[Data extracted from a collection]
BEGIN

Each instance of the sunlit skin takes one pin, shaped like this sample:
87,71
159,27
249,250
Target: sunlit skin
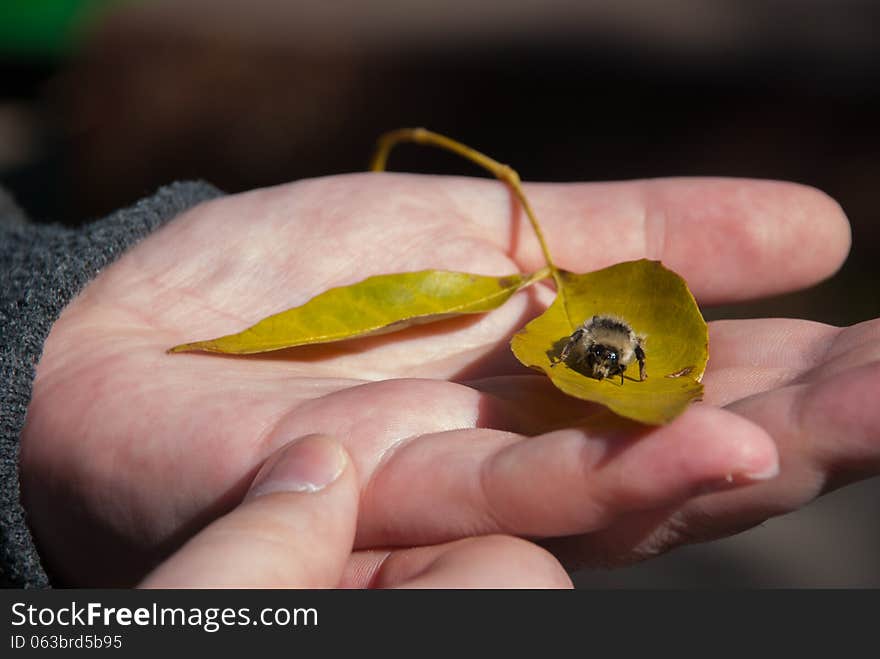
128,450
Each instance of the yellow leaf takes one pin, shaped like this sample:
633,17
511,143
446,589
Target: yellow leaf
657,304
380,304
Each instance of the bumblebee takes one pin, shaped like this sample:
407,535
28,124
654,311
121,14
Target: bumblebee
603,347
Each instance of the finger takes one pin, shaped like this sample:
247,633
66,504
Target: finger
566,482
730,238
751,356
484,562
295,527
828,435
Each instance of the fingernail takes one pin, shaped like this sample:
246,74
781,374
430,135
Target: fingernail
739,479
771,471
307,465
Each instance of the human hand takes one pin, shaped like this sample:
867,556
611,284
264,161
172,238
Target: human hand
450,436
296,528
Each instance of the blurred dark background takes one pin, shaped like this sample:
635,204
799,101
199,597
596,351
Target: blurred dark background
102,101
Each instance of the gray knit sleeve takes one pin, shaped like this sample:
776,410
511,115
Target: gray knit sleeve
42,267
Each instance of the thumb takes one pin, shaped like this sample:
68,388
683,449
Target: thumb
295,527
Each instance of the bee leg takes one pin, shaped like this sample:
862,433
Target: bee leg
572,342
640,355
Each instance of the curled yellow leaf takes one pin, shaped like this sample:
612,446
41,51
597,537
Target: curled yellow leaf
657,304
376,305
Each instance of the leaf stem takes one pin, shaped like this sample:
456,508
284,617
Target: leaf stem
501,171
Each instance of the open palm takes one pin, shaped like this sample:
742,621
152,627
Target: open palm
129,450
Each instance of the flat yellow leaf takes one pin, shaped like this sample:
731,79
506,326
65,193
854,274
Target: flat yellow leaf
657,304
380,304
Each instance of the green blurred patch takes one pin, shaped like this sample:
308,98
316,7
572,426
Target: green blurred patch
43,28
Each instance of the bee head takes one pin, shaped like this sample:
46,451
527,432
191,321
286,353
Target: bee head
603,361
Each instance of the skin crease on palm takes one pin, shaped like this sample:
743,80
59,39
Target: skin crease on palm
128,450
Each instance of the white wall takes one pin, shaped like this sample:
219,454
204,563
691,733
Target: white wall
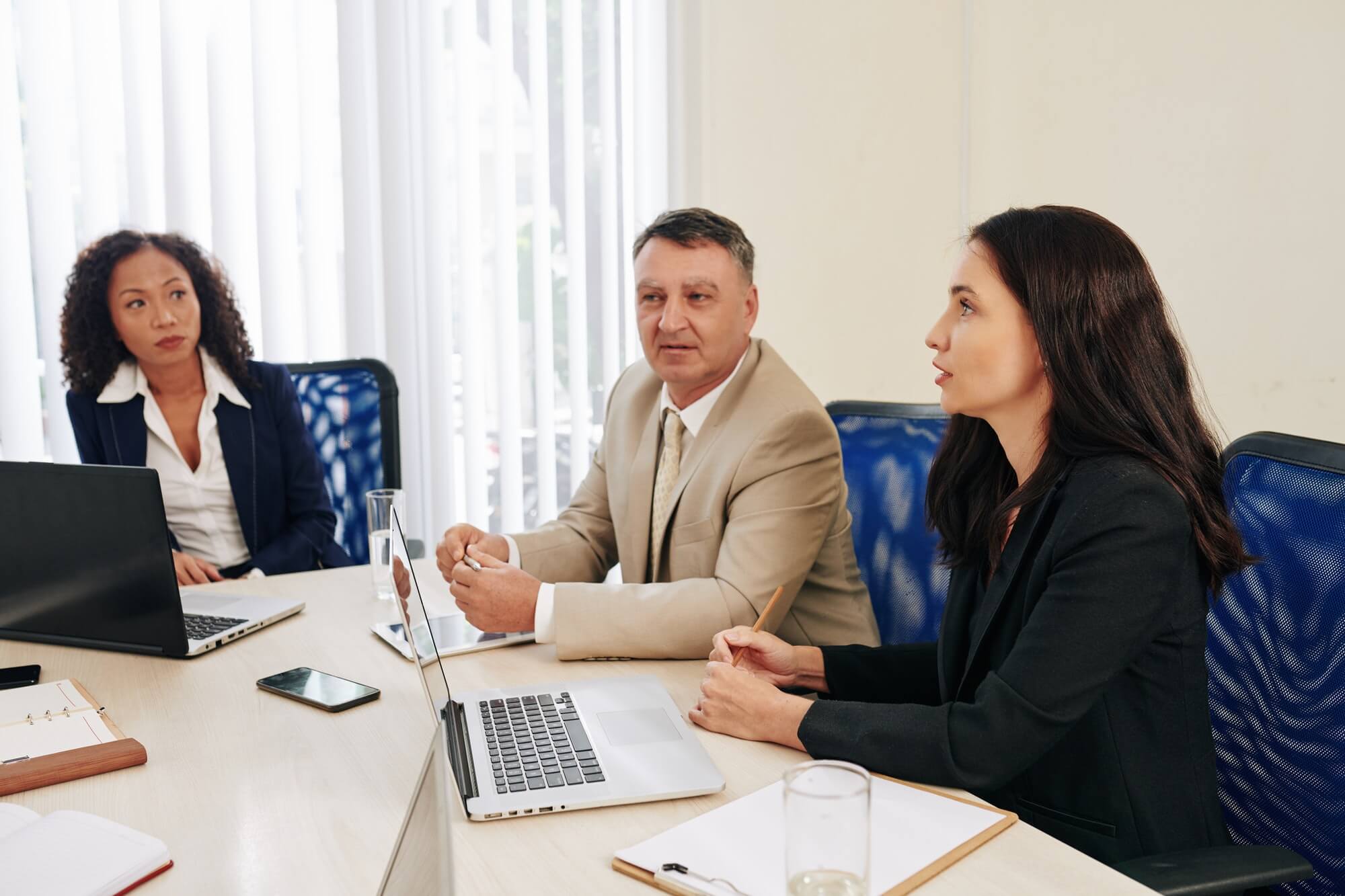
1210,131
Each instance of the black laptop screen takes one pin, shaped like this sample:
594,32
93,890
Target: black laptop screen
87,559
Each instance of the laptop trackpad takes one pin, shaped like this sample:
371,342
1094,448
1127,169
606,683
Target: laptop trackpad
638,727
194,602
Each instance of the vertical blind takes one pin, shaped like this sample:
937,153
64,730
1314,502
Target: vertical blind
450,186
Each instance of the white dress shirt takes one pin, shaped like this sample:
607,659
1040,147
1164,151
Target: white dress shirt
200,503
693,417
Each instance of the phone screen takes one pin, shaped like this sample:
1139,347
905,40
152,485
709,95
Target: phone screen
314,686
20,676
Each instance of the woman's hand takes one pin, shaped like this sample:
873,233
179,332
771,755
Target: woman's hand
765,655
194,571
740,704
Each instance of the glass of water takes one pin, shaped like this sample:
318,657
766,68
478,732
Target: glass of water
827,829
383,536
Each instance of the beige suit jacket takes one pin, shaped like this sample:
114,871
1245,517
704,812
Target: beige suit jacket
761,502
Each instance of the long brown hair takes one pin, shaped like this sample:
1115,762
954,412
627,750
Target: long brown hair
89,346
1120,378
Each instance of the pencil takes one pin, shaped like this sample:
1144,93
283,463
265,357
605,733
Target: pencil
766,612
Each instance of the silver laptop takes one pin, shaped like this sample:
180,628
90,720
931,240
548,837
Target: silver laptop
564,745
422,861
88,563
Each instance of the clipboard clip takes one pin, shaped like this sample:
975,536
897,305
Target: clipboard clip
688,881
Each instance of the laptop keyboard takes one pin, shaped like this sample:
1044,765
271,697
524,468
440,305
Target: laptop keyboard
537,741
202,627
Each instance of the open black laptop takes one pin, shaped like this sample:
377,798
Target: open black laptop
87,561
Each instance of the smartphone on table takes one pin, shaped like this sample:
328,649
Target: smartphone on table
319,689
20,676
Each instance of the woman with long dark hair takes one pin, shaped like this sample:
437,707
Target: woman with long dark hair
161,376
1079,505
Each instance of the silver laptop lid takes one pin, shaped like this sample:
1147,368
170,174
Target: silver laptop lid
422,861
416,619
442,702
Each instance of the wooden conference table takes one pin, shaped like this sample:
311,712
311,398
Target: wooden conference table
259,794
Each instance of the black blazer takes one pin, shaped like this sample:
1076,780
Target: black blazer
274,469
1079,701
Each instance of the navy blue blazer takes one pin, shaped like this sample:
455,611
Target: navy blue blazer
274,469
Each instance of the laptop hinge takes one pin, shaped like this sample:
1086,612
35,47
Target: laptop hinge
461,749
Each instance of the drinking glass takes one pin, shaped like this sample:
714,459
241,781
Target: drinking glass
383,537
827,829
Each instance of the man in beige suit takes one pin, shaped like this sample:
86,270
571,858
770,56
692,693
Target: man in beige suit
719,478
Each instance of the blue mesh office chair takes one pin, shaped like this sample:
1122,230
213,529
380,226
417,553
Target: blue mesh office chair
1277,677
887,451
1277,654
350,408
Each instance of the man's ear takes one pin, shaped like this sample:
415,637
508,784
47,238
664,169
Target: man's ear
750,309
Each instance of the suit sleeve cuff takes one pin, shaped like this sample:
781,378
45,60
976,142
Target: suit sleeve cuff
544,614
544,618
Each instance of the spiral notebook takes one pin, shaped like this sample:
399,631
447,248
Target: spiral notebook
57,732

END

**PROBLEM STATEMENT:**
In your answer, print the entries above exactly, with the pictures left out.

**TASK ANSWER:**
Each instance of the sunlit skin takes one pin, shaped like this sample:
87,71
159,27
249,250
Target: sunlit skin
128,450
Each instance of the yellow leaf takes one pin, shaped like this sample:
633,17
511,143
446,589
Target: yellow leaf
657,304
380,304
Each instance of the bumblebee takes one pin, shaped like this sample:
407,535
28,124
654,311
121,14
Target: bumblebee
603,347
Each instance of the finger takes one pin, shaped like this sample:
247,633
66,504
Target: finger
566,482
730,238
751,356
484,562
295,527
828,435
Each instance of the fingernail takes one pin, shaped like this sample:
246,74
781,374
430,135
Target: fingernail
739,479
771,471
307,465
Each instance of the human hand takes one pin, shaped like this sample:
867,556
611,284
264,161
172,238
Target: human hand
450,436
296,528
Each instance of the blurred dark background takes one pin, shaped like this sample:
635,204
799,101
199,597
596,351
Target: blurred dark background
102,101
Each instance of the gray knit sleeve takes one pin, shaped like this sample:
776,410
511,115
Target: gray knit sleeve
42,267
Each instance of the thumb takes one pin, shaped like this sample:
68,388
683,449
Target: thumb
295,527
Each instance of the bee leg takes one pin, shaped like this sample:
862,433
Target: bee leg
572,342
640,355
Each instance of the curled yellow leaf takes one pin, shaped like this sample:
612,446
41,51
597,537
Target: curled yellow leaf
657,304
376,305
Each instance of the leaf stem takes one pin, shaped like this sample:
456,508
284,617
Target: leaf stem
501,171
Each instance of the open palm takes one pin, shaped like this sample:
742,621
152,627
Target: open palm
129,450
Each instance of the flat yellow leaf takes one pin, shaped like this sample:
731,79
506,326
65,193
854,274
Target: flat yellow leaf
657,304
380,304
Each instance of the green blurred patch takes one pin, shaped like this sample:
308,98
316,7
572,426
Target: green blurred patch
43,28
Each instance of the bee head takes one pin, shaped like this sample:
46,451
527,432
191,321
286,353
Target: bee head
603,361
Each instance of the skin crease on palm takes one pin, shaped like this sample:
743,80
59,39
Target: skin crease on palm
128,450
Each instance of the white wall takes one pin, shaped like this sample:
219,454
204,563
691,733
Target: white wall
1210,131
Each instance of the black laptop screen takes one pin, shaped like this sample:
594,32
93,890
Target: black laptop screen
87,559
Each instance of the laptop trackpad takes one pin, shaped like this sample:
371,342
1094,448
1127,169
606,683
Target: laptop trackpad
638,727
194,602
Each instance of the vertical blind takes one pin, shaped like this sample:
937,153
64,730
1314,502
Target: vertical blind
450,186
Each instance of the white dress shirt takes one pin, shaped like this sample:
607,659
1040,147
1164,151
Target: white dress shirt
200,503
693,417
Each instance of the phone screen takes one pin, shaped like this sample:
1139,347
905,40
152,485
709,95
Target: phone screen
314,686
20,676
Each instance of the woman's hand takes one pin, shaped like this sample:
873,233
179,332
771,755
Target: woman's hand
765,655
194,571
740,704
Each instance of the glass of water takes one pin, shaped like this sample:
318,657
766,68
478,732
Target: glass of water
827,829
383,536
Each instance of the beige suit jacket takes one pin, shaped like this sample:
114,871
1245,517
704,812
Target: beige suit jacket
761,502
Each instance of the long brown hair takes one pin, shaped like this sample:
1115,762
954,412
627,750
Target: long brown hair
89,346
1120,378
Each instance of the pencil takes one pin, shaped like this sample:
1144,93
283,463
265,357
605,733
Target: pencil
766,612
Each instance of the silver laptop takes one pin, shaped like this sample:
180,628
90,720
931,240
548,837
Target: silver laptop
564,745
422,861
88,563
Each instance of the clipboard clip takes one pin, shaped like this sample:
975,536
897,305
Target: clipboard clip
688,881
Each instance of the laptop keyboard takes one pin, shaped like this sample:
1044,765
271,697
524,468
440,305
Target: laptop keyboard
537,741
202,627
Each instance of the open black laptop takes one pin, shaped like this sample:
377,798
Target: open black laptop
87,561
Each instance of the smartphone on table takes one pin, shaped like this sample:
328,649
Target: smartphone on table
319,689
20,676
Each instance of the woman with long dark hair takes one pin, shaped like this sample:
437,707
Target: woman with long dark hair
161,376
1079,505
Each instance of the silver laptop lid takes one pin, shaped like this sample:
1147,368
170,174
Target: silver laptop lid
422,861
416,619
442,702
Each instance of the wooden conference table takes one pin, shaped like this sample:
311,712
311,398
Target: wooden conference table
259,794
Each instance of the black blazer takes one pin, shaped like this sample:
1076,780
Target: black blazer
274,469
1079,701
Each instance of the navy blue blazer takes one pin, shaped like this sample:
455,611
Target: navy blue blazer
274,469
Each instance of the laptop hinge takes one pin, shaped like this sample:
1086,612
35,47
Target: laptop hinge
461,749
Each instance of the drinking glass takes one pin, shaped like this sample:
714,459
241,781
Target: drinking glass
383,537
827,829
Each instance of the man in beige suit takes one pin, shaped like this sample:
86,270
571,858
770,56
692,693
Target: man in beige suit
719,478
Each instance of the blue mesh office chair takes one pin, shaped like this sample:
1122,230
213,529
380,226
417,553
Target: blue mesh office chair
1277,677
887,451
1277,654
350,408
Each instance of the man's ear takes one pin, shaped like this sample:
415,637
508,784
47,238
664,169
Target: man's ear
750,309
Each instance of the suit sleeve cuff takes one pin, shaped like this sample:
781,378
45,60
976,142
Target: suit sleeve cuff
544,614
544,618
Each instance of the spiral notebook takes one pin, shaped like this sample:
399,631
447,248
Target: spiral notebook
57,732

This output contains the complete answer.